→ **Texte à lire**:
Nous voilà réunis ici pour ce culte du Samedi Saint.
D’ordinaire, je devrais vous accueillir de la part de Dieu et du Seigneur Jésus-Christ comme dans chaque célébration.
Mais puis-je faire aujourd’hui à Samedi Saint ?
Ce ne serait peut-être pas prendre au sérieux ce jour qui est celui de l’absence ou au moins, celui du silence de Dieu. « Mon Dieu, mon Dieu, pourquoi m’as-tu abandonné ? » a dit Jésus sur la croix.
Ce soir, entre vendredi et dimanche, prenons le temps d’être en samedi. Parole, silence et musique nous inviterons à explorer ce jour, à le prendre au sérieux pour notre foi, comme le fait ce texte d’un jeune de 19 ans qui peut résonner comme une prière qui ne sait plus bien à qui elle s’adresse :
Prière
De François, 19 ans
Je ne savais pas que tu pouvais mourir,
Mourir en moi.
Je ne crois plus en toi.
Il m’arrive même d’en rire.
Je t’avais pourtant aimé.
Tu m’aimais aussi: je le savais bien.
Maintenant, tu n’es plus rien.
Je t’ai même embaumé.
Il me reste pourtant un espoir
Que tu ne sois pas vraiment mort,
Ou qu’un autre Dieu naisse alors,
J’espère quand même te revoir.
Tu es mort, ce vendredi.
Dimanche peut-être viendra.
Mais le plus dur, tu vois,
C’est d’être en samedi.
Silence
Orgue
Prière pour tout remettre à Dieu :
Seigneur, nous sommes là, réunis tous ensemble en ce Samedi Saint. Nous sommes aussi présents, chacun et chacune avec notre vie et tout ce qui la constitue, de beau et de difficile, d’élan et de lourdeur, de lucidité et d’aveuglement.
Avec Jésus de Nazareth, mort hier, nous osons te demander « Mon Dieu, mon Dieu, pourquoi m’as-tu abandonné ? »
En t’interpellant sur ton absence, nous ne voulons pas nous contenter de celle-ci, mais rester présents dans la foi silencieuse. Peut-être Seigneur, ton absence est-elle silence pour nous appeler à aller plus loin, mais sans savoir où.
En restant avec Jésus, nous pouvons te confier nos vies comme elles sont, aussi dans ce qu’elles ont de plus sombres, car Jésus est maintenant avec nous au cœur de l’obscurité, au cœur de la mort-même.
Nous te confions notre impuissance face au mal, ces moments où nos vies ou celles de nos proches se déchirent, parfois jusqu’à avoir envie d’hurler, mais sans qu’un son ne puisse s’exprimer. Nous te confions nos questions face à la situation sanitaire, la crise écologique et les défis du monde et de nos vies.

→ **Données brutes**:
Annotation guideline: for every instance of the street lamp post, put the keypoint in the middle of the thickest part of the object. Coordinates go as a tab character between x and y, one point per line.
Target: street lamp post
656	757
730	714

→ **Consignes**:
[1] Traduisez en anglais la phrase suivante du texte sur le Samedi Saint : « Ce soir, entre vendredi et dimanche, prenons le temps d’être en samedi. »
[2] Reproduisez à l’identique le passage du texte sur le Samedi Saint qui va de « Ce ne serait » jusqu’à « Mourir en moi. » inclus.
[3] Reprenez le texte sur le Samedi Saint là où il s’arrête et poursuivez-le.

→ **Les réponses**:
[1] This evening, between Friday and Sunday, let us take the time to be in Saturday.

[2]
Ce ne serait peut-être pas prendre au sérieux ce jour qui est celui de l’absence ou au moins, celui du silence de Dieu. « Mon Dieu, mon Dieu, pourquoi m’as-tu abandonné ? » a dit Jésus sur la croix.
Ce soir, entre vendredi et dimanche, prenons le temps d’être en samedi. Parole, silence et musique nous inviterons à explorer ce jour, à le prendre au sérieux pour notre foi, comme le fait ce texte d’un jeune de 19 ans qui peut résonner comme une prière qui ne sait plus bien à qui elle s’adresse :
Prière
De François, 19 ans
Je ne savais pas que tu pouvais mourir,
Mourir en moi.

[3]
Nous te confions nos lassitudes, nos complicités, notre indifférence, notre fascination-même face au spectacle du mal, de la haine, ou simplement du pouvoir.
Nous sommes présents, ô Dieu, dans la foi silencieuse, sans même savoir si nous croyons encore.
La Bible nous dit qu’au commencement, la terre était comme un grand tohu-bohu, à l’image de nos vies. C’était un abîme sombre et ton esprit planait au-dessus.
En ce Samedi, vas-tu parler Seigneur, pour donner sens et éclairer nos vies ?
Amen
Musique du chant n°33/18 « Splendeur et gloire sur la terre »
Lecture biblique : Psaume 22, 2-9
1ère méditation : le silence de Dieu
« Mon Dieu, mon Dieu, pourquoi m’as-tu abandonné ? »
Voilà que sur la croix Jésus exprime cette expérience humaine de la solitude et de l’abandon. Sa parole-même sur la croix est l’objet de moqueries. Le mal, la mort, la souffrance, voilà des raisons de ne pas croire en Dieu ou de plus croire en Dieu. Comment un Dieu d’amour, puissant et dont on dit qu’il veut le bien des hommes peut-il laisser le mal à l’œuvre, sur la terre, ou dans nos vies ?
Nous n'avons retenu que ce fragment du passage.